Chi può tradurre Amanda Gorman? Al dibattito, partecipi anche la poesia

Sul tema, le discussioni online sono state, negli ultimi giorni, innumerevoli. La grande assente nella (quasi) totalità di questi dibattiti è stata proprio la poesia, in quella sua peculiare e creativa espressione che è la traduzione di un testo in un’altra lingua. Altre categorie – colore della pelle, genere, oppressione e libertà, diritti e loro negazione – hanno monopolizzato l’arena della discussione.
Ciò non è avvenuto, naturalmente, senza una ragione. In “The hill we climb“, poema della poetessa e attivista protagonista della cerimonia di insediamento del presidente USA Joe Biden, una carica civile quasi profetica e la dimensione della testimonianza sono preminenti, probabilmente fin dalle intenzioni dell’autrice, rispetto alla dimensione letteraria o, per dirla in maniera brutale, rispetto alla qualità poetica, forse non memorabile.

_DATI_
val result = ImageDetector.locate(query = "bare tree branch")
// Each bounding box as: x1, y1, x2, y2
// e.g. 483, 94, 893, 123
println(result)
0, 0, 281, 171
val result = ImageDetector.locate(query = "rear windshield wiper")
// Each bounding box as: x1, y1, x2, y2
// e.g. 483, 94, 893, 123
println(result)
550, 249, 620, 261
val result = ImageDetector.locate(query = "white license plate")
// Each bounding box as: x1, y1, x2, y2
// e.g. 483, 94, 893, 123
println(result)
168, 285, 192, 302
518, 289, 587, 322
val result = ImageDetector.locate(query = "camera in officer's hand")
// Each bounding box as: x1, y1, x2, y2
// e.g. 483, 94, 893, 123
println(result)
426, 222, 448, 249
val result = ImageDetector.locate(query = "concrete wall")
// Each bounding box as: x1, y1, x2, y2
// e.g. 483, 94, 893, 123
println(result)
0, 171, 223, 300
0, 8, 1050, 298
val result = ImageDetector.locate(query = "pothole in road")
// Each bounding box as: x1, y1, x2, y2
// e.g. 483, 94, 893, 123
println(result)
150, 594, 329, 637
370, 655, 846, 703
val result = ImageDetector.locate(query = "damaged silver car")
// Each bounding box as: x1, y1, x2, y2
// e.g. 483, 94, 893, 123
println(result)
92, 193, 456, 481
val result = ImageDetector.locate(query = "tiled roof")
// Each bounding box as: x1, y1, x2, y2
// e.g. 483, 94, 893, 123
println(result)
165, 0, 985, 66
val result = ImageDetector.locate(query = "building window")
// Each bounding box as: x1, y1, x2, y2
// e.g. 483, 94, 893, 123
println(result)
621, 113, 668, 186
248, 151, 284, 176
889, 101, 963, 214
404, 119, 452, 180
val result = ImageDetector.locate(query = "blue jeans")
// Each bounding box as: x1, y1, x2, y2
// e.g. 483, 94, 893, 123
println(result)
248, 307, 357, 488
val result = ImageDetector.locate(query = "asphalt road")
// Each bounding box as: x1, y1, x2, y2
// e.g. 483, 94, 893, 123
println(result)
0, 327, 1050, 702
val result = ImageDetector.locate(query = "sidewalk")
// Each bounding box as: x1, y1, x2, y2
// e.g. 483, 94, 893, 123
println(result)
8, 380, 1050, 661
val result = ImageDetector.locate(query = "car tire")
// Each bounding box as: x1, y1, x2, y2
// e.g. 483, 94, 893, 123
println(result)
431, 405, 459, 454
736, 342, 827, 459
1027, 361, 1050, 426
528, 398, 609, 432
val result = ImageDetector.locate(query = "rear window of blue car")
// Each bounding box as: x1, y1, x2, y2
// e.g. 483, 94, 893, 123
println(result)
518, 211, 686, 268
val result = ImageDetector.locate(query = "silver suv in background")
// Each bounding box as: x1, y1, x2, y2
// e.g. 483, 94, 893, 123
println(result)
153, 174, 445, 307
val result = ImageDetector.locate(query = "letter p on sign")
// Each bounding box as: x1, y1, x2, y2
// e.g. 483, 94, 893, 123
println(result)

_CONSEGNA_
Riassumi il brano selezionato in due frasi.

_RISPOSTA_
Negli ultimi giorni le discussioni online sul tema sono state innumerevoli, ma quasi tutte hanno ignorato la poesia e la traduzione come sua espressione creativa, lasciando il campo a categorie come colore della pelle, genere, oppressione, libertà e diritti. Ciò ha una ragione: in "The hill we climb", poema della poetessa e attivista protagonista dell'insediamento di Joe Biden, la carica civile quasi profetica e la testimonianza prevalgono sulla qualità poetica, forse non memorabile.